*PROBLEMS AND TASKS:*
#1 Set down the stretch of the baby blog from "We hit up Baby" through "was wrapping up.", word for word.
#2 List each of Britton's body measurements reported in the two-month stats of the baby blog, with its value.

*STUDY TEXT:*
We hit up Baby Gap because their onesies are so soft and cute. We bought 3 more sleep onesies, a footie pajama, and 3 outfits. We even made it to Sbarro, but on the way back to the exit Britton had had enough and wasn't putting up with the teenagers and other loafers around her. Earlier Saturday morning we attended my neighbor's first birthday party, and Britton was so good and awake! So I guess she was over it (and hungry) by the time our mall excursion was wrapping up.

And, in incredible did-that-really-happen news, Britton slept 8 hours last night. In a row. I'll take it!

Friday, October 2, 2009

two months


It's October 2nd, officially Britton's two month birthday. We celebrated with shots at the doctor's office, because that's how we roll in this family. Whereas her father's and my shots would have included alcohol, hers were of the vaccination variety. Poor thing cried, but took it like a champ. I got a flu shot too, to show Britton how it's done. Because everyone is scared that a sniffle is the swine flu I had to wait about thirty minutes for her appointment. Sitting on a cube. Nobody would get up and give the woman with the baby a chair! And that's probably because everyone in the waiting room was a woman with a baby. Except for one.... I don't want to be rude or judge (who are we kidding? I absolutely want to be rude and judge!), but to the lady whose two children were hogging four chairs? The floor is for kids. Or at least the grass-covered cubes. Teach your children some manners and scoot them out of the big-girl seats, ok?

On to stats! Britton now weighs 10 pounds, 9 ounces, a gain of 2 pounds and 5 ounces since birth. Her length is 23.25 inches, a gain of 2.5 inches since birth. And her head is 14.5 centimeters, whatever that measurement is for. We've gotten a handle on her gas and reflux issues, which she should grow out of soon. Britton is now moving towards a more predictable schedule as far as her afternoon nap. The morning is still a free-for-all of feeding and playing. She interacts with us now, chirping and smiling, and saying "oh" when you say it to her. She can hold her head up for minutes on end, and kicks against things - this girl is strong! She likes sticking her tongue out and enjoys napping in the swing now, as opposed to the boppy chair. Starting last night she is starting to get tired earlier in the evening, so we will be adjusting her bedtime down from 11:00 p.m. to whenever she displays signs that she's over it. We'll stick to the routine of a bath and bottle, and see how it goes. And in post-partum weight loss news, I am now down 41 pounds. That's 16 more than I gained during pregnancy! I am also adding more foods back in this week, and have learned that Britton can't handle onions. I'm trying cheese this weekend, so cross your fingers for me!

*LISTED ENTRIES:*
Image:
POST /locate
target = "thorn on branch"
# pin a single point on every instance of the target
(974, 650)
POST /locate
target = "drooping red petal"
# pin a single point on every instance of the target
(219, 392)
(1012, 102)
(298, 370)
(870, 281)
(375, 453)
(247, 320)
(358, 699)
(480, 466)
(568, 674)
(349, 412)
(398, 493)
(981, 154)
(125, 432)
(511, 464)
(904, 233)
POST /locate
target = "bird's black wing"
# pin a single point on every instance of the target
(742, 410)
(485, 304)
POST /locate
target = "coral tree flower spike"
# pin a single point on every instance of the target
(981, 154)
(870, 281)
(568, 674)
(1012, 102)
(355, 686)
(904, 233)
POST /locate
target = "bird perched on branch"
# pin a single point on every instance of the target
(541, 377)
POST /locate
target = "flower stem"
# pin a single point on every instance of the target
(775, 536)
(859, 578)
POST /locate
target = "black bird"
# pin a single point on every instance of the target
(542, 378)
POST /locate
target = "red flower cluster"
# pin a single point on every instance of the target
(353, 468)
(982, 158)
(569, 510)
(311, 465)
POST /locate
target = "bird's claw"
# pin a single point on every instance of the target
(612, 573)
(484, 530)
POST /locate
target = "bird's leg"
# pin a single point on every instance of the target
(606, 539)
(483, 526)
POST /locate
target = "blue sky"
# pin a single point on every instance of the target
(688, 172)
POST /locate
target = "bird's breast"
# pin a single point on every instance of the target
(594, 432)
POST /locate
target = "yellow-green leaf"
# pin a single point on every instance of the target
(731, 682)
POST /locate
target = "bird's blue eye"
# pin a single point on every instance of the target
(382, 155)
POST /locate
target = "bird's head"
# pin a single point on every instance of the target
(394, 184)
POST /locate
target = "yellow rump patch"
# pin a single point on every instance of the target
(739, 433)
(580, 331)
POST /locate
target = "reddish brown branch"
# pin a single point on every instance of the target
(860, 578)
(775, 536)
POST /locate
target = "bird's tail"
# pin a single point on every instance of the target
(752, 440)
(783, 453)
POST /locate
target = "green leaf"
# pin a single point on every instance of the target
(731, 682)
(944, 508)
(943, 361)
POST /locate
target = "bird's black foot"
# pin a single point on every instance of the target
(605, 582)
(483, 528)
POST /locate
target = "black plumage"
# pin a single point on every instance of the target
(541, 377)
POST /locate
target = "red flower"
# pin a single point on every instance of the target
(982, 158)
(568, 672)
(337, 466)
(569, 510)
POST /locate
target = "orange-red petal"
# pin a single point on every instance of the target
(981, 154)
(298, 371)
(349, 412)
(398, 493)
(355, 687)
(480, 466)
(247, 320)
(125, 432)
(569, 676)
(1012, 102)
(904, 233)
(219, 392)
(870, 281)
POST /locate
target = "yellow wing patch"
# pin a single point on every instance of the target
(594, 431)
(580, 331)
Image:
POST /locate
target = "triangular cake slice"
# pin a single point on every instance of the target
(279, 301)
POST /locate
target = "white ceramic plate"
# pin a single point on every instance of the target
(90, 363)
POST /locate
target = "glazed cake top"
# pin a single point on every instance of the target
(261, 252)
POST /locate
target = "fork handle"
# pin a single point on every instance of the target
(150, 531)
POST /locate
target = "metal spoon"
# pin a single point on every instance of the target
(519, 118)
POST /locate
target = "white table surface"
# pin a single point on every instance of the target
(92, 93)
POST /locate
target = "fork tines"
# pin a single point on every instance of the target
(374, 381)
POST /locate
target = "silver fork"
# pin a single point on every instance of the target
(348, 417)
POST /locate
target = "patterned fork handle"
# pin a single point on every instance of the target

*TASK SOLUTIONS:*
#1
We hit up Baby Gap because their onesies are so soft and cute. We bought 3 more sleep onesies, a footie pajama, and 3 outfits. We even made it to Sbarro, but on the way back to the exit Britton had had enough and wasn't putting up with the teenagers and other loafers around her. Earlier Saturday morning we attended my neighbor's first birthday party, and Britton was so good and awake! So I guess she was over it (and hungry) by the time our mall excursion was wrapping up.

#2
- Weight: 10 pounds, 9 ounces
- Length: 23.25 inches
- Head: 14.5 centimeters